**SET EXERCISE**
Take all the material and copy it exactly.

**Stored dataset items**
start

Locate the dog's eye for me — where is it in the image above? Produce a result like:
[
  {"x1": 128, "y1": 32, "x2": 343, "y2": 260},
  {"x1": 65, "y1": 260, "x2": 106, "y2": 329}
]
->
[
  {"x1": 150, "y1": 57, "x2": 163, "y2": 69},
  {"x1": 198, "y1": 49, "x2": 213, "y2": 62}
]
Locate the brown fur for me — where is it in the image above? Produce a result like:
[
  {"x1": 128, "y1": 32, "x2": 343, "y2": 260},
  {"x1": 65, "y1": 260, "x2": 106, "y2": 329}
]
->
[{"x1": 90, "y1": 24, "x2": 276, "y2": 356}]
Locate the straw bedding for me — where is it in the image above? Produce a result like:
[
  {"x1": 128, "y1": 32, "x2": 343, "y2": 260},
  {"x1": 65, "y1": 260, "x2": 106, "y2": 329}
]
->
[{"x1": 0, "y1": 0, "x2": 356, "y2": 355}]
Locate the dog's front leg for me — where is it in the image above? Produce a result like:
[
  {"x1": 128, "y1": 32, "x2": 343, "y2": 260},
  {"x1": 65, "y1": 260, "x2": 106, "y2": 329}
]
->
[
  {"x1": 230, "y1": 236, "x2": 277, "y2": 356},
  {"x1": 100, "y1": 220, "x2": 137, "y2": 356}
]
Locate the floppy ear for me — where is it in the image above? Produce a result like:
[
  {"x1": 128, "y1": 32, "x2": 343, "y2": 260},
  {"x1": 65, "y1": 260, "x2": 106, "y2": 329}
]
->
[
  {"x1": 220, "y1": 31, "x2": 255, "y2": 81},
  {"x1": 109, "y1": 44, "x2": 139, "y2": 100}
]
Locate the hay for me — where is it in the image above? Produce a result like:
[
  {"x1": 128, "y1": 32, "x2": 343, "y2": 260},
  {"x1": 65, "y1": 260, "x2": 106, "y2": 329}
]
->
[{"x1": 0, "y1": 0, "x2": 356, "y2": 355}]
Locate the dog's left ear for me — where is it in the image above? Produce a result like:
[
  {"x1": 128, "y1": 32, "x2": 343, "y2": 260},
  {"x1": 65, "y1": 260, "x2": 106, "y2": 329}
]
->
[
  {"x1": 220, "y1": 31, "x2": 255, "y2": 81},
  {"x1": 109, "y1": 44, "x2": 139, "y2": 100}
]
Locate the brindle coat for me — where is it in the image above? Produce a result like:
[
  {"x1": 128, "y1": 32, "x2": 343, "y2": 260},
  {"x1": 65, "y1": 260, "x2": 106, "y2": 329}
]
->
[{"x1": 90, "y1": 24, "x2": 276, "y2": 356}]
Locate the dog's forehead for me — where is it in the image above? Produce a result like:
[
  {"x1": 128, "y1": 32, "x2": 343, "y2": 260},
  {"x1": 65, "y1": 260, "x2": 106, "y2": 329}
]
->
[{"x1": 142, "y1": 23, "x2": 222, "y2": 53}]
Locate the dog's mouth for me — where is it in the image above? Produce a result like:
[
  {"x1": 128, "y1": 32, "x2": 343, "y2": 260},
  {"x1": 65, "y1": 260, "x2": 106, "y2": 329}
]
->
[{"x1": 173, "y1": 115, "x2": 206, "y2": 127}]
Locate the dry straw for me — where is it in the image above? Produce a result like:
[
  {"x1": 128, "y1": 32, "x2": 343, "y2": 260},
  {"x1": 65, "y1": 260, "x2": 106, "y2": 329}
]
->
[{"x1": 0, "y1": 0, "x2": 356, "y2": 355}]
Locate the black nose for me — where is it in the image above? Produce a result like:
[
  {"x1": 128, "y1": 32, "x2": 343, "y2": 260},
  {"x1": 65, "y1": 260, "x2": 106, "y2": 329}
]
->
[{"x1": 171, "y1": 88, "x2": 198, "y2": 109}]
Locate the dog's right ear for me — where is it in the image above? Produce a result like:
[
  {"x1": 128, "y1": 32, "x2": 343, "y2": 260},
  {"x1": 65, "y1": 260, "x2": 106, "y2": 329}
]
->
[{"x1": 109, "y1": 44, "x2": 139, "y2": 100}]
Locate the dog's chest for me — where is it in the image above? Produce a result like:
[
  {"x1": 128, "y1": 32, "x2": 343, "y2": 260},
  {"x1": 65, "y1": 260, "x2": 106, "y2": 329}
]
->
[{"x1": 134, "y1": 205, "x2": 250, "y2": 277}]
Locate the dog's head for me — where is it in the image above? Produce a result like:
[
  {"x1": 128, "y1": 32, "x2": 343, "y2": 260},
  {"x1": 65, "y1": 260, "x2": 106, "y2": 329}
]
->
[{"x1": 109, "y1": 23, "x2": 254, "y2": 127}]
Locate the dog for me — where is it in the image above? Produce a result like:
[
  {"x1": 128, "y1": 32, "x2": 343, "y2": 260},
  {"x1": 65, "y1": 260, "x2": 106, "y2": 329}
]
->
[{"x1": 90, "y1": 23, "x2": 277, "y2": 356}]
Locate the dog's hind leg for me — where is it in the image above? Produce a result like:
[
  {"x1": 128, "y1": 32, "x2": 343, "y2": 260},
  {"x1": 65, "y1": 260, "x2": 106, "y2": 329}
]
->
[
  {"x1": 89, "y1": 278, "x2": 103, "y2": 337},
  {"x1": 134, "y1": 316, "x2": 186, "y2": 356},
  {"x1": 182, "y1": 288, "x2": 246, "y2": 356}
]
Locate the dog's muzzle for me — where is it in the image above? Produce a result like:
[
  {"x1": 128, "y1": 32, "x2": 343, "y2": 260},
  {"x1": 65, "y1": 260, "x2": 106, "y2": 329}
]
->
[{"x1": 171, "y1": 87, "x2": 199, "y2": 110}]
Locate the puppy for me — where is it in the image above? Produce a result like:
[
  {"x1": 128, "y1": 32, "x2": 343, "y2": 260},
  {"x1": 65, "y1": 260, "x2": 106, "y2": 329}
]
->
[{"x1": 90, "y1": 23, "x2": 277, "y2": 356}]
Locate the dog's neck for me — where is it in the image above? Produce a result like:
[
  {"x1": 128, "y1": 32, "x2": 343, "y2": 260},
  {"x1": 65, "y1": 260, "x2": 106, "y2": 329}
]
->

end

**TASK RESPONSE**
Locate the dog's eye for me — where is it in the image above? Produce a result like:
[
  {"x1": 128, "y1": 32, "x2": 343, "y2": 260},
  {"x1": 65, "y1": 260, "x2": 106, "y2": 329}
]
->
[
  {"x1": 150, "y1": 57, "x2": 163, "y2": 69},
  {"x1": 198, "y1": 49, "x2": 213, "y2": 62}
]
Locate the brown fur for me — where is it in the image above? Produce a result like:
[
  {"x1": 128, "y1": 32, "x2": 343, "y2": 260},
  {"x1": 65, "y1": 260, "x2": 106, "y2": 329}
]
->
[{"x1": 90, "y1": 24, "x2": 276, "y2": 356}]
Locate the straw bedding for me — where is it in the image above? Produce a result like:
[
  {"x1": 128, "y1": 32, "x2": 343, "y2": 260},
  {"x1": 65, "y1": 260, "x2": 106, "y2": 329}
]
->
[{"x1": 0, "y1": 0, "x2": 356, "y2": 355}]
Locate the dog's front leg for me — where is it in the image above? Produce a result like:
[
  {"x1": 128, "y1": 32, "x2": 343, "y2": 260},
  {"x1": 65, "y1": 260, "x2": 106, "y2": 329}
]
->
[
  {"x1": 230, "y1": 236, "x2": 277, "y2": 356},
  {"x1": 100, "y1": 220, "x2": 137, "y2": 356}
]
Locate the floppy ear for me — where is it in the image above? Produce a result like:
[
  {"x1": 128, "y1": 32, "x2": 343, "y2": 260},
  {"x1": 65, "y1": 260, "x2": 106, "y2": 329}
]
->
[
  {"x1": 220, "y1": 31, "x2": 255, "y2": 81},
  {"x1": 109, "y1": 44, "x2": 139, "y2": 100}
]
Locate the hay for me — where is it in the image above? Produce a result like:
[
  {"x1": 128, "y1": 32, "x2": 343, "y2": 260},
  {"x1": 65, "y1": 260, "x2": 106, "y2": 329}
]
->
[{"x1": 0, "y1": 0, "x2": 356, "y2": 355}]
Locate the dog's left ear for me — where is it in the image above? Produce a result like:
[
  {"x1": 128, "y1": 32, "x2": 343, "y2": 260},
  {"x1": 65, "y1": 260, "x2": 106, "y2": 329}
]
->
[
  {"x1": 220, "y1": 31, "x2": 255, "y2": 81},
  {"x1": 109, "y1": 44, "x2": 139, "y2": 100}
]
Locate the brindle coat for me — where is it in the image above? Produce a result like:
[
  {"x1": 128, "y1": 32, "x2": 343, "y2": 260},
  {"x1": 65, "y1": 260, "x2": 106, "y2": 329}
]
->
[{"x1": 90, "y1": 24, "x2": 276, "y2": 356}]
Locate the dog's forehead for me — where is it in the image above? Produce a result like:
[
  {"x1": 128, "y1": 32, "x2": 343, "y2": 260},
  {"x1": 65, "y1": 260, "x2": 106, "y2": 329}
]
->
[{"x1": 142, "y1": 23, "x2": 222, "y2": 53}]
Locate the dog's mouth for me — where is it in the image above? Produce a result like:
[
  {"x1": 128, "y1": 32, "x2": 343, "y2": 260},
  {"x1": 65, "y1": 260, "x2": 106, "y2": 329}
]
->
[{"x1": 173, "y1": 115, "x2": 206, "y2": 127}]
Locate the dry straw for me — where is it in the image above? Produce a result like:
[
  {"x1": 128, "y1": 32, "x2": 343, "y2": 260},
  {"x1": 65, "y1": 260, "x2": 106, "y2": 329}
]
->
[{"x1": 0, "y1": 0, "x2": 356, "y2": 355}]
Locate the black nose for me — where is it in the image above? Produce a result like:
[
  {"x1": 128, "y1": 32, "x2": 343, "y2": 260},
  {"x1": 65, "y1": 260, "x2": 106, "y2": 329}
]
->
[{"x1": 171, "y1": 88, "x2": 198, "y2": 109}]
Locate the dog's right ear for me — where is it in the image above? Produce a result like:
[
  {"x1": 128, "y1": 32, "x2": 343, "y2": 260},
  {"x1": 65, "y1": 260, "x2": 106, "y2": 329}
]
->
[{"x1": 109, "y1": 44, "x2": 139, "y2": 100}]
Locate the dog's chest for me — where is it in the image above? Produce a result like:
[
  {"x1": 128, "y1": 32, "x2": 343, "y2": 260},
  {"x1": 65, "y1": 260, "x2": 106, "y2": 329}
]
->
[{"x1": 134, "y1": 205, "x2": 250, "y2": 277}]
Locate the dog's head for me — where is it in the image above? Produce a result like:
[
  {"x1": 128, "y1": 32, "x2": 343, "y2": 260},
  {"x1": 65, "y1": 260, "x2": 106, "y2": 329}
]
->
[{"x1": 109, "y1": 23, "x2": 254, "y2": 127}]
Locate the dog for me — where is it in the image above? Produce a result like:
[
  {"x1": 128, "y1": 32, "x2": 343, "y2": 260},
  {"x1": 65, "y1": 260, "x2": 106, "y2": 329}
]
->
[{"x1": 90, "y1": 23, "x2": 277, "y2": 356}]
Locate the dog's hind leg for me — where is it in the image above? Produce a result like:
[
  {"x1": 128, "y1": 32, "x2": 343, "y2": 260},
  {"x1": 65, "y1": 260, "x2": 106, "y2": 329}
]
->
[
  {"x1": 89, "y1": 278, "x2": 103, "y2": 337},
  {"x1": 134, "y1": 316, "x2": 186, "y2": 356},
  {"x1": 182, "y1": 288, "x2": 246, "y2": 356}
]
Locate the dog's muzzle for me — where is it in the image above? Produce a result like:
[
  {"x1": 128, "y1": 32, "x2": 343, "y2": 260},
  {"x1": 65, "y1": 260, "x2": 106, "y2": 329}
]
->
[{"x1": 171, "y1": 87, "x2": 199, "y2": 110}]
Locate the puppy for me — where is it in the image above? Produce a result like:
[
  {"x1": 128, "y1": 32, "x2": 343, "y2": 260},
  {"x1": 65, "y1": 260, "x2": 106, "y2": 329}
]
->
[{"x1": 90, "y1": 23, "x2": 277, "y2": 356}]
Locate the dog's neck for me — where is it in the image above? Produce a result like:
[
  {"x1": 128, "y1": 32, "x2": 343, "y2": 260},
  {"x1": 65, "y1": 260, "x2": 106, "y2": 329}
]
->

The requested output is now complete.